→ GIVEN INSTRUCTION:
How many lines in the items below contain the word "outstretched"? Case matters, and your reply should be only the number.

[start of DATA LINES]

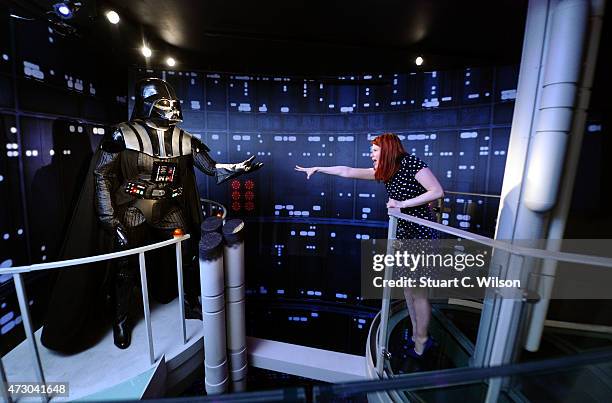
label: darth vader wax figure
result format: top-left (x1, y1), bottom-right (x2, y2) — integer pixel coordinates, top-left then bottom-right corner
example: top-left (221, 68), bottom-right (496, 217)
top-left (41, 78), bottom-right (262, 353)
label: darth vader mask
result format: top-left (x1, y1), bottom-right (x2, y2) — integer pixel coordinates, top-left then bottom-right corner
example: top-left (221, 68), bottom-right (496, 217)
top-left (132, 78), bottom-right (183, 124)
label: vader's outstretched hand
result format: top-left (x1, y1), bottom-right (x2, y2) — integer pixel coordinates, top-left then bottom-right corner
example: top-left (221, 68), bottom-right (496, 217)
top-left (215, 155), bottom-right (263, 184)
top-left (236, 155), bottom-right (263, 173)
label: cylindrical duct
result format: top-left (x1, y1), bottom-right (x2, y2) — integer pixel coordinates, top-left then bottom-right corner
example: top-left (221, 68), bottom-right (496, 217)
top-left (200, 232), bottom-right (228, 394)
top-left (524, 0), bottom-right (589, 212)
top-left (201, 216), bottom-right (223, 233)
top-left (223, 219), bottom-right (247, 386)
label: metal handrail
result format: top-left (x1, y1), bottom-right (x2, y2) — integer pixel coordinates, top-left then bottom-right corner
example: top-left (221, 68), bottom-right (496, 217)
top-left (0, 234), bottom-right (190, 402)
top-left (389, 209), bottom-right (612, 267)
top-left (376, 208), bottom-right (612, 379)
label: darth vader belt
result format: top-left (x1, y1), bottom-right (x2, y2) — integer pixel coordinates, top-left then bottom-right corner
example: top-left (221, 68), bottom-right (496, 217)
top-left (123, 181), bottom-right (183, 200)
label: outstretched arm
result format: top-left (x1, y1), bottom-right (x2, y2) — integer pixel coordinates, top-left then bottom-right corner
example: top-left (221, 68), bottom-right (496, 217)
top-left (295, 165), bottom-right (375, 180)
top-left (191, 138), bottom-right (263, 185)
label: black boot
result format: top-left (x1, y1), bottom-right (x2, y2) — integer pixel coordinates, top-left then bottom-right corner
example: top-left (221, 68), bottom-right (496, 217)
top-left (113, 315), bottom-right (132, 350)
top-left (113, 262), bottom-right (135, 349)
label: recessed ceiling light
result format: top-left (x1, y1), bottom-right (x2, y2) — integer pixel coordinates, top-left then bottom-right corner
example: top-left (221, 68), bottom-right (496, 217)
top-left (106, 10), bottom-right (119, 24)
top-left (140, 45), bottom-right (153, 57)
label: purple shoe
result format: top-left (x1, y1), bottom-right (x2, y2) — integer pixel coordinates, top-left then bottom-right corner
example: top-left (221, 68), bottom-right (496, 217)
top-left (407, 337), bottom-right (434, 360)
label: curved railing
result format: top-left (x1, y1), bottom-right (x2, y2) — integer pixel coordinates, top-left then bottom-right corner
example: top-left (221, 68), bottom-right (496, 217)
top-left (367, 209), bottom-right (612, 386)
top-left (0, 234), bottom-right (190, 402)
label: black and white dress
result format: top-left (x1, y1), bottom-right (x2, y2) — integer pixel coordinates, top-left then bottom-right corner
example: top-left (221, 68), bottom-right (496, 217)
top-left (385, 154), bottom-right (437, 277)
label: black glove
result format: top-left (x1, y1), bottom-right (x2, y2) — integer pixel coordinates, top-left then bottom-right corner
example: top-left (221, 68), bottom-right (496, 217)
top-left (114, 224), bottom-right (128, 249)
top-left (215, 155), bottom-right (263, 184)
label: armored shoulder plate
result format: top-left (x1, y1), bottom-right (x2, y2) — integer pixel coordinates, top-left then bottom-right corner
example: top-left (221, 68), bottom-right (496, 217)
top-left (100, 128), bottom-right (126, 153)
top-left (190, 135), bottom-right (210, 154)
top-left (117, 121), bottom-right (192, 158)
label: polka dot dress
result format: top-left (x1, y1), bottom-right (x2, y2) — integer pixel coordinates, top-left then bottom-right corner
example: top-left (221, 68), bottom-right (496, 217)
top-left (385, 154), bottom-right (437, 277)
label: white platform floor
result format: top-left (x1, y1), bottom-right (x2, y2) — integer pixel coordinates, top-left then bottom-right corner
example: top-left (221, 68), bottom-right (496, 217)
top-left (2, 298), bottom-right (203, 401)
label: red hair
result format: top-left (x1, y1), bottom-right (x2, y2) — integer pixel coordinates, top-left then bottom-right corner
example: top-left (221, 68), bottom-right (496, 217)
top-left (372, 133), bottom-right (407, 182)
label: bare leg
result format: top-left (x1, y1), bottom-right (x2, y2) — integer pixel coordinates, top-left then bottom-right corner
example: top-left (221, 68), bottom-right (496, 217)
top-left (414, 290), bottom-right (431, 354)
top-left (404, 287), bottom-right (417, 341)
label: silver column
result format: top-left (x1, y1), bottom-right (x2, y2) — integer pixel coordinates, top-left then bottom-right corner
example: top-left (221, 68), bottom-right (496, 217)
top-left (223, 219), bottom-right (247, 392)
top-left (200, 232), bottom-right (228, 394)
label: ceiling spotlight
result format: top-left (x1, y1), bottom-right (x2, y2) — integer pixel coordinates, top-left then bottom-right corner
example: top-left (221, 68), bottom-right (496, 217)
top-left (106, 10), bottom-right (119, 24)
top-left (53, 1), bottom-right (83, 20)
top-left (140, 45), bottom-right (153, 57)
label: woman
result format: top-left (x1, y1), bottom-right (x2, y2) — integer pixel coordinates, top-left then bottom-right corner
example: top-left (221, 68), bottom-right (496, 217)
top-left (295, 133), bottom-right (444, 358)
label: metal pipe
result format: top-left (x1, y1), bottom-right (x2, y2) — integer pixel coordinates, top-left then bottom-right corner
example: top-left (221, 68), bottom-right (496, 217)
top-left (376, 215), bottom-right (397, 379)
top-left (138, 252), bottom-right (155, 365)
top-left (525, 0), bottom-right (605, 351)
top-left (13, 274), bottom-right (49, 402)
top-left (223, 219), bottom-right (247, 392)
top-left (0, 358), bottom-right (13, 403)
top-left (470, 0), bottom-right (550, 367)
top-left (524, 0), bottom-right (589, 213)
top-left (199, 232), bottom-right (228, 394)
top-left (176, 242), bottom-right (187, 344)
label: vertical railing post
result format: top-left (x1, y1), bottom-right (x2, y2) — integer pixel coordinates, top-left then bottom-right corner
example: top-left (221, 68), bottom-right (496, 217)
top-left (176, 241), bottom-right (187, 344)
top-left (0, 358), bottom-right (13, 403)
top-left (376, 216), bottom-right (397, 378)
top-left (138, 252), bottom-right (155, 365)
top-left (13, 273), bottom-right (49, 402)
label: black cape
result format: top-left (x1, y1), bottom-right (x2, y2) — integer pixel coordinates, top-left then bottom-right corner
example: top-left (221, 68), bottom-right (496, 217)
top-left (41, 145), bottom-right (202, 354)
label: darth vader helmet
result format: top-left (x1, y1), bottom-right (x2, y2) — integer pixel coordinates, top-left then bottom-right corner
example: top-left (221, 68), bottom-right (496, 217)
top-left (132, 78), bottom-right (183, 124)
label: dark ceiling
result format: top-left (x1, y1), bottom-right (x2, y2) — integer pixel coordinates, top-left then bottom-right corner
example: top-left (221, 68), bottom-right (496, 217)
top-left (4, 0), bottom-right (527, 74)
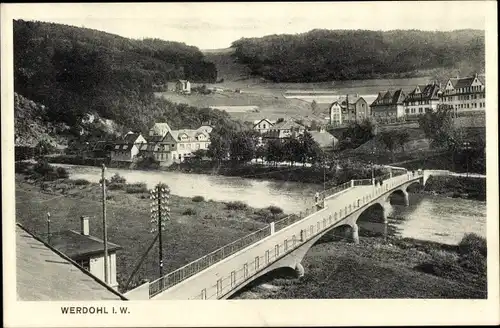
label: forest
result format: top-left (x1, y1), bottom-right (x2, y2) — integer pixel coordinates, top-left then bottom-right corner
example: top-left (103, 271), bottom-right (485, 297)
top-left (14, 20), bottom-right (221, 138)
top-left (232, 29), bottom-right (485, 82)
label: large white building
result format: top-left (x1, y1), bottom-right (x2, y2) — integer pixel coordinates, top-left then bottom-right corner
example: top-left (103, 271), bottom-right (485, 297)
top-left (140, 123), bottom-right (212, 166)
top-left (441, 74), bottom-right (486, 114)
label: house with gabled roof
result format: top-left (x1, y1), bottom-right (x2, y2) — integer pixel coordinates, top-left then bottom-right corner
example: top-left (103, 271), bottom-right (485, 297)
top-left (403, 81), bottom-right (442, 117)
top-left (441, 74), bottom-right (486, 113)
top-left (330, 94), bottom-right (371, 125)
top-left (370, 89), bottom-right (406, 122)
top-left (262, 120), bottom-right (306, 140)
top-left (175, 80), bottom-right (191, 94)
top-left (111, 132), bottom-right (147, 162)
top-left (16, 223), bottom-right (127, 301)
top-left (253, 118), bottom-right (276, 134)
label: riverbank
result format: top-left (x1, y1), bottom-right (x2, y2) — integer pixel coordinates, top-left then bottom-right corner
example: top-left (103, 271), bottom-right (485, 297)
top-left (15, 167), bottom-right (283, 288)
top-left (235, 233), bottom-right (487, 299)
top-left (47, 156), bottom-right (486, 201)
top-left (46, 155), bottom-right (386, 187)
top-left (422, 176), bottom-right (486, 201)
top-left (16, 163), bottom-right (482, 298)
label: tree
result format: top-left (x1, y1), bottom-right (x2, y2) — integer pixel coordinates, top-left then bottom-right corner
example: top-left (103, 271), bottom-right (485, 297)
top-left (418, 104), bottom-right (464, 170)
top-left (311, 100), bottom-right (318, 114)
top-left (380, 131), bottom-right (398, 163)
top-left (229, 130), bottom-right (258, 164)
top-left (397, 131), bottom-right (410, 152)
top-left (255, 145), bottom-right (266, 160)
top-left (266, 139), bottom-right (284, 165)
top-left (35, 139), bottom-right (55, 156)
top-left (283, 138), bottom-right (302, 166)
top-left (207, 126), bottom-right (235, 166)
top-left (298, 131), bottom-right (321, 165)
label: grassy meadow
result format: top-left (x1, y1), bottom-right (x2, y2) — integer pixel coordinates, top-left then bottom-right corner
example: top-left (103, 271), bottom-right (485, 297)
top-left (235, 237), bottom-right (487, 299)
top-left (16, 174), bottom-right (280, 287)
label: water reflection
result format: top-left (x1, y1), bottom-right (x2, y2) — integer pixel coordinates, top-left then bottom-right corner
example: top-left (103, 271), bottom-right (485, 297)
top-left (58, 164), bottom-right (486, 244)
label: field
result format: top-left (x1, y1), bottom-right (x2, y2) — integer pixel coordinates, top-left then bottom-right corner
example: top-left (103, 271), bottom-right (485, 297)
top-left (156, 48), bottom-right (436, 122)
top-left (16, 175), bottom-right (276, 287)
top-left (236, 237), bottom-right (487, 299)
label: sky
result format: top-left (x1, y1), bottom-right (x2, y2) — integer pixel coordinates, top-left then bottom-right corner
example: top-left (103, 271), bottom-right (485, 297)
top-left (4, 1), bottom-right (491, 49)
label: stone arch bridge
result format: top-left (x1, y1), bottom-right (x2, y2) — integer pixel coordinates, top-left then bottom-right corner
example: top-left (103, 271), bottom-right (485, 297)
top-left (125, 168), bottom-right (446, 300)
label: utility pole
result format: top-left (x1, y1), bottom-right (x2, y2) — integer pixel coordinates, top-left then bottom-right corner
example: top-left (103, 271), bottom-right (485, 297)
top-left (101, 164), bottom-right (109, 284)
top-left (150, 183), bottom-right (170, 288)
top-left (47, 212), bottom-right (50, 245)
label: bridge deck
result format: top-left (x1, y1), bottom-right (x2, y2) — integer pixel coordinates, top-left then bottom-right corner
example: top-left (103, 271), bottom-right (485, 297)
top-left (146, 173), bottom-right (422, 299)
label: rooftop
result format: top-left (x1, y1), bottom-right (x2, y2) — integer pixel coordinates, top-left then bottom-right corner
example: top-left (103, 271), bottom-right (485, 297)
top-left (16, 224), bottom-right (127, 301)
top-left (309, 131), bottom-right (337, 148)
top-left (50, 230), bottom-right (121, 259)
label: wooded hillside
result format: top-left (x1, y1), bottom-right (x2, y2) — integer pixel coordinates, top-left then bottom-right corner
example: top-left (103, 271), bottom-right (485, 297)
top-left (232, 30), bottom-right (485, 82)
top-left (14, 20), bottom-right (234, 138)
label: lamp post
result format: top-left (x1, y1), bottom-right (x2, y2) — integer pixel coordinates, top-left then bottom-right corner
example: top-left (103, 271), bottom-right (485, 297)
top-left (150, 183), bottom-right (170, 277)
top-left (47, 212), bottom-right (50, 245)
top-left (462, 141), bottom-right (472, 177)
top-left (101, 164), bottom-right (109, 283)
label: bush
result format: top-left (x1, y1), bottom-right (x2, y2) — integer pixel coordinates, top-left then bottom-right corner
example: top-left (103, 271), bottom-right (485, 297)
top-left (54, 183), bottom-right (70, 192)
top-left (191, 196), bottom-right (205, 203)
top-left (108, 182), bottom-right (125, 190)
top-left (71, 179), bottom-right (90, 186)
top-left (125, 182), bottom-right (148, 194)
top-left (33, 160), bottom-right (54, 176)
top-left (458, 233), bottom-right (487, 257)
top-left (267, 205), bottom-right (283, 215)
top-left (226, 201), bottom-right (248, 210)
top-left (459, 250), bottom-right (487, 275)
top-left (182, 208), bottom-right (196, 215)
top-left (109, 173), bottom-right (127, 185)
top-left (417, 250), bottom-right (463, 277)
top-left (56, 167), bottom-right (69, 179)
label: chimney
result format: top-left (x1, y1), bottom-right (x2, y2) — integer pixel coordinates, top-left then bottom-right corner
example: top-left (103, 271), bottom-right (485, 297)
top-left (80, 216), bottom-right (90, 236)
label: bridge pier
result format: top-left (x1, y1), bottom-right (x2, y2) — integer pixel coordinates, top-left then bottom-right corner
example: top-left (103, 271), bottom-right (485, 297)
top-left (403, 190), bottom-right (410, 206)
top-left (351, 223), bottom-right (359, 244)
top-left (295, 262), bottom-right (305, 278)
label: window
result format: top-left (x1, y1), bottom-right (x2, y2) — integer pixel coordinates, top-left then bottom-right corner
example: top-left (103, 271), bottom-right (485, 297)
top-left (78, 259), bottom-right (90, 271)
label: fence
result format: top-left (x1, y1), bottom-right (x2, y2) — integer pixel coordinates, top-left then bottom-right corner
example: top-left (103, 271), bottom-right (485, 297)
top-left (354, 179), bottom-right (373, 186)
top-left (149, 227), bottom-right (271, 298)
top-left (149, 168), bottom-right (421, 298)
top-left (320, 181), bottom-right (351, 199)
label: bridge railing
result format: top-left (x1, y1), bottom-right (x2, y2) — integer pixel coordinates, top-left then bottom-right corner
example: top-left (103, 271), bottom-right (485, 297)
top-left (182, 172), bottom-right (422, 300)
top-left (149, 226), bottom-right (271, 298)
top-left (320, 181), bottom-right (351, 199)
top-left (353, 179), bottom-right (372, 186)
top-left (149, 172), bottom-right (421, 298)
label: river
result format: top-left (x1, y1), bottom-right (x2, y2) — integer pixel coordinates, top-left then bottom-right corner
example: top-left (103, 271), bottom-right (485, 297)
top-left (57, 164), bottom-right (486, 244)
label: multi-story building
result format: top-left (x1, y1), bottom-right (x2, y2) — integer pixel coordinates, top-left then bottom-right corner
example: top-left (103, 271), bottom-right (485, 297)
top-left (253, 118), bottom-right (276, 134)
top-left (47, 216), bottom-right (121, 289)
top-left (330, 94), bottom-right (370, 125)
top-left (162, 126), bottom-right (212, 163)
top-left (441, 74), bottom-right (486, 114)
top-left (329, 100), bottom-right (342, 126)
top-left (263, 120), bottom-right (306, 140)
top-left (370, 89), bottom-right (406, 122)
top-left (175, 80), bottom-right (191, 94)
top-left (111, 132), bottom-right (147, 162)
top-left (403, 82), bottom-right (442, 117)
top-left (140, 123), bottom-right (212, 165)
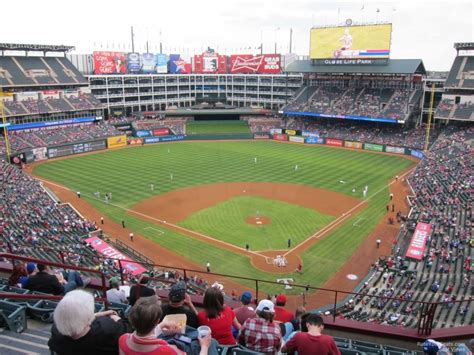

[end of DATA LINES]

→ TASK ANSWER:
2